(Task instructions): Could you continue the passage below about the love of smoking, picking up right after its final words, "Simple. Heavenly."?

*** Text shown ***

In my twenties and early thirties, given a choice, I preferred cigarettes over food. Not because I wanted to stay slim, or look cool. I’m a Californian; I knew I looked idiotic and, worse, was committing the ultimate faux pas: being grossly unhealthy. I just really loved the way smoking felt. I loved the consistency, the way a cigarette break was always there when I needed it, always presented itself in the same way.  I could be sitting on my back steps with a glass of wine after work, or sneaking out a patio door at someone’s stressful party, or sipping a café au lait in Paris made by a guy who looked at me like I was a millipede because I only knew a handful of French, and the ritual would be the same. The snap of the lighter. The inhale, the exhale, the press of smoke against the lungs. A small pocket of time during which I knew the precise purpose of my hands and mouth. Simple. Heavenly.

*** Provided information ***

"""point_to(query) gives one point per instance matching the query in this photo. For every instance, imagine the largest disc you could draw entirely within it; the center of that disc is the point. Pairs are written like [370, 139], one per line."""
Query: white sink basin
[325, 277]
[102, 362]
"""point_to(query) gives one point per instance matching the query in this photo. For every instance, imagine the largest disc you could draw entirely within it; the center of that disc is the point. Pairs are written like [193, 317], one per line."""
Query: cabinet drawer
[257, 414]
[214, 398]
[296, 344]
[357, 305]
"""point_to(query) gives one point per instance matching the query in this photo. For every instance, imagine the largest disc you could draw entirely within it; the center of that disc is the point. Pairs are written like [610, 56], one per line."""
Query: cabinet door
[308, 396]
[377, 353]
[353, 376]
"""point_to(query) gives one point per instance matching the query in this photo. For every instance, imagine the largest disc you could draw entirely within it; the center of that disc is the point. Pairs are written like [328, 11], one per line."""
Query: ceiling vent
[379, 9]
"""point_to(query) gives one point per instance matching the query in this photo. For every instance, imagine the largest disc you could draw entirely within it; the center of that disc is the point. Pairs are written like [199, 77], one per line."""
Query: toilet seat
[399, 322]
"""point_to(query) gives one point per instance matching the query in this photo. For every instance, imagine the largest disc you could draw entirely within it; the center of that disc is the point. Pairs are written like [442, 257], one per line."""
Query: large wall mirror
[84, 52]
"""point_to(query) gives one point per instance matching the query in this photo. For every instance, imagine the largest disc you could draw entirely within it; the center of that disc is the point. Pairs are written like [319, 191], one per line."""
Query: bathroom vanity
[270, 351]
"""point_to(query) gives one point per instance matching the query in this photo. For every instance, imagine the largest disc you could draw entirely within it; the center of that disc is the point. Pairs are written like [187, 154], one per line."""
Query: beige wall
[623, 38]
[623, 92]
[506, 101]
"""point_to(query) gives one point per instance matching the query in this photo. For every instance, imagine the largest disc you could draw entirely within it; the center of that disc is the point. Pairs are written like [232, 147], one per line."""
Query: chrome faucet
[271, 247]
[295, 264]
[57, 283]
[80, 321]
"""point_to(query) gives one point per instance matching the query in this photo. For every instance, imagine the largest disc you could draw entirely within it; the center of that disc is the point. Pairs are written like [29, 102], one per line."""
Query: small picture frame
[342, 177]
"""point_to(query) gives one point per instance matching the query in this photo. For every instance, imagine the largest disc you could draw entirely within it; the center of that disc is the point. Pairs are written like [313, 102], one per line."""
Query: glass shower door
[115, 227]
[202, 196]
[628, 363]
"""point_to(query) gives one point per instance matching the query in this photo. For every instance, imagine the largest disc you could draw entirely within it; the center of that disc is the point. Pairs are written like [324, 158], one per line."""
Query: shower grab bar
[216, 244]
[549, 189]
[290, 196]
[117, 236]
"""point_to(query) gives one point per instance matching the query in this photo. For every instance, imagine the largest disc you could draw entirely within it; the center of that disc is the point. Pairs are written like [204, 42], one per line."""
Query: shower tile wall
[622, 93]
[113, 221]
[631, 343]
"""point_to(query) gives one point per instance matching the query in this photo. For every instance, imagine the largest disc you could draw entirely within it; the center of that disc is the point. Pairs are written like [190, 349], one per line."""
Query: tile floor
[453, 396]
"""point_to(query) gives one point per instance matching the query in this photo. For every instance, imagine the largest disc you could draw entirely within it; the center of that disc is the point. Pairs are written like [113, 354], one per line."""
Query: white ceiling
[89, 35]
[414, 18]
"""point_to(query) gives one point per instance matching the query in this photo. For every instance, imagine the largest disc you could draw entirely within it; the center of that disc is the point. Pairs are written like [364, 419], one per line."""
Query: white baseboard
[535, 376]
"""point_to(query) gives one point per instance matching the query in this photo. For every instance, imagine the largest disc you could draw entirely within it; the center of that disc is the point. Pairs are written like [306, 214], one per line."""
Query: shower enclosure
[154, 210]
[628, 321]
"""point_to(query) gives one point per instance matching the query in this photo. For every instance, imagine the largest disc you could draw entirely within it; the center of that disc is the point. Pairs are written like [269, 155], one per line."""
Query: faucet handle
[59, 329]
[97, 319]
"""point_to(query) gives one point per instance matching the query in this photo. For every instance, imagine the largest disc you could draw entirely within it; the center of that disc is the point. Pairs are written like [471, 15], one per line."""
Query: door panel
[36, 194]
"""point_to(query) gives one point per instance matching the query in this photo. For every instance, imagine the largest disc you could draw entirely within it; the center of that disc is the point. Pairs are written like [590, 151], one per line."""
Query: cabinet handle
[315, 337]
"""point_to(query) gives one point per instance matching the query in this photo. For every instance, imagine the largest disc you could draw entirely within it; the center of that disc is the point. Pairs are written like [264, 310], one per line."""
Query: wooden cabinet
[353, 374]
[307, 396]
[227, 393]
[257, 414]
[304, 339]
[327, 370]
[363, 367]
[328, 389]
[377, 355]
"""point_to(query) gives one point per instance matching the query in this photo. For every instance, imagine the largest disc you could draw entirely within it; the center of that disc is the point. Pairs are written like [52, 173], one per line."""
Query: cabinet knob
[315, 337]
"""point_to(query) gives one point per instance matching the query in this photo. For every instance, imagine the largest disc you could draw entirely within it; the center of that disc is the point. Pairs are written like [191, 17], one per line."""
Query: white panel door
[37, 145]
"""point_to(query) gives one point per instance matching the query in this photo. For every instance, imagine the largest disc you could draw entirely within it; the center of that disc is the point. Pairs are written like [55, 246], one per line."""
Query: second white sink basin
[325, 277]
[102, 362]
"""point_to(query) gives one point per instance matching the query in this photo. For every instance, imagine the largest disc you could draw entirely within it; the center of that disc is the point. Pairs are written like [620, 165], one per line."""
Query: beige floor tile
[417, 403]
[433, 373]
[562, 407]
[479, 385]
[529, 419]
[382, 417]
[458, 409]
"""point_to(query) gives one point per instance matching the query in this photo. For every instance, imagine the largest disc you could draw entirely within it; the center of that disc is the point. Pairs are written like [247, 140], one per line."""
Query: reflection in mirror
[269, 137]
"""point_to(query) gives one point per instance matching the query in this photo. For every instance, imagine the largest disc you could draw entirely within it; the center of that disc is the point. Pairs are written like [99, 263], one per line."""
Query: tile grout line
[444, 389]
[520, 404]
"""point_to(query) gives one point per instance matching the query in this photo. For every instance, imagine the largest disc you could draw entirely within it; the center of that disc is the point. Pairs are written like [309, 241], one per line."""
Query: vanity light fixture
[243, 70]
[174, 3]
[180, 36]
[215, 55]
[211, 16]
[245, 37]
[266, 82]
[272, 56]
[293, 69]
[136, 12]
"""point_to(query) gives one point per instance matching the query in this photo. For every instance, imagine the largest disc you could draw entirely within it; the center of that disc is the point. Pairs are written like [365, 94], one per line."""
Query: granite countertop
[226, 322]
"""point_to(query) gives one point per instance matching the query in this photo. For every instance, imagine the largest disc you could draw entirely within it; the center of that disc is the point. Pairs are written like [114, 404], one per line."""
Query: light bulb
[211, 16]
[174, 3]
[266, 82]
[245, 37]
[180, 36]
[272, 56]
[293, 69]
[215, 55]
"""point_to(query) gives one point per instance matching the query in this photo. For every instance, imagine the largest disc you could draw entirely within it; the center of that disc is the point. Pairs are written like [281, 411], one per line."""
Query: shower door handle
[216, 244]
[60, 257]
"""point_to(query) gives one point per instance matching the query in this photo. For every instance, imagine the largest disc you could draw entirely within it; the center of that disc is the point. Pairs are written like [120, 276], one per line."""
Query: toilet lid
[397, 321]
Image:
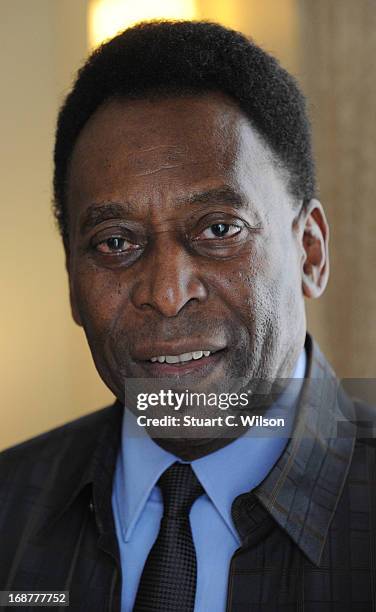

***

(Right answer):
But nothing lasts forever. After years of pent up smoker’s guilt, I finally bought an e-cigarette. I was amazed to find that it felt just like smoking. “If I’d known switching was so easy, I’d have done it years ago!” I marveled to my friends, my family, the guy ringing me up at my neighborhood market.  No more smoke! Just vapor, fresh and pure as Icelandic glacier water. It evaporated so fast, it might as well not have existed (made from what, I wasn’t sure, yet it must be infinitely healthier than cigarettes, because what isn’t?)

Then I got pregnant.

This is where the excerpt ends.